● PROBLEM TO SOLVE
Reproduce the section of the migration text below, starting with "Trump appears to" and going on through "upcoming reelection bid.".

● DOCUMENT EXTRACT

The pace of new arrivals to Europe has slowed significantly since 2015, due in large part to a series of measures countries like Turkey and Libya have taken to block refugees and migrants from reaching the continent, in exchange for concessions and aid from the European Union. But despite the political demonization of migrants, many European countries are likely to become dependent on immigrants to replenish domestic workforces as birth rates fall.

The U.S.-Mexico Border & Central American Migration

Trump appears to want to end all migration across America’s southern border and has pressured Mexico to block immigrants and refugees from reaching the United States. Already a centerpiece of his presidency, the issue of migration across the Mexican border, most of which now originates in Central America, is likely to be at the heart of his upcoming reelection bid.

Refugees & Long-Term Displacement

The surge in refugee numbers points to both a proliferation of conflicts and humanitarian crises, but also the failure to resolve long-standing crises. From Syria to Afghanistan to South Sudan, local, regional and international actors have been unable to craft solutions that will allow people to return to their homes. These persistent refugee populations are putting a strain on neighboring countries and, in some situations, like the flow of Venezuelan refugees across South America, sparking xenophobic attacks. The coronavirus pandemic has only exacerbated the precarious conditions many of them live in.

South-South Migration

While the influx of immigrants to Western countries receives much of the global attention, this ignores the fact that most migration takes place between countries in the same region. That has put a significant burden on states that border conflict zones, like Uganda, which sits between both South Sudan and the Democratic Republic of Congo. In the absence of international attention and assistance, some countries have introduced innovative strategies for integrating refugees and migrants. But others have pushed back against their commitments under international law and may be forcing refugees and asylum seekers to return to dangerous situations.

● RECORDED INFORMATION
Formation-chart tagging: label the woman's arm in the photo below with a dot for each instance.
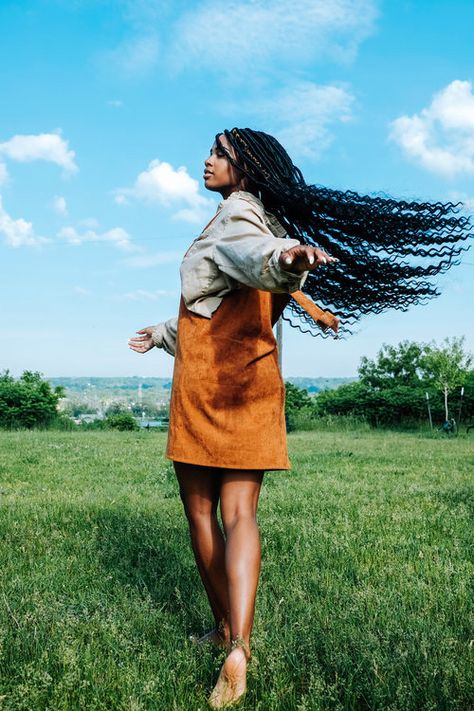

● EXERCISE RESULT
Trump appears to want to end all migration across America’s southern border and has pressured Mexico to block immigrants and refugees from reaching the United States. Already a centerpiece of his presidency, the issue of migration across the Mexican border, most of which now originates in Central America, is likely to be at the heart of his upcoming reelection bid.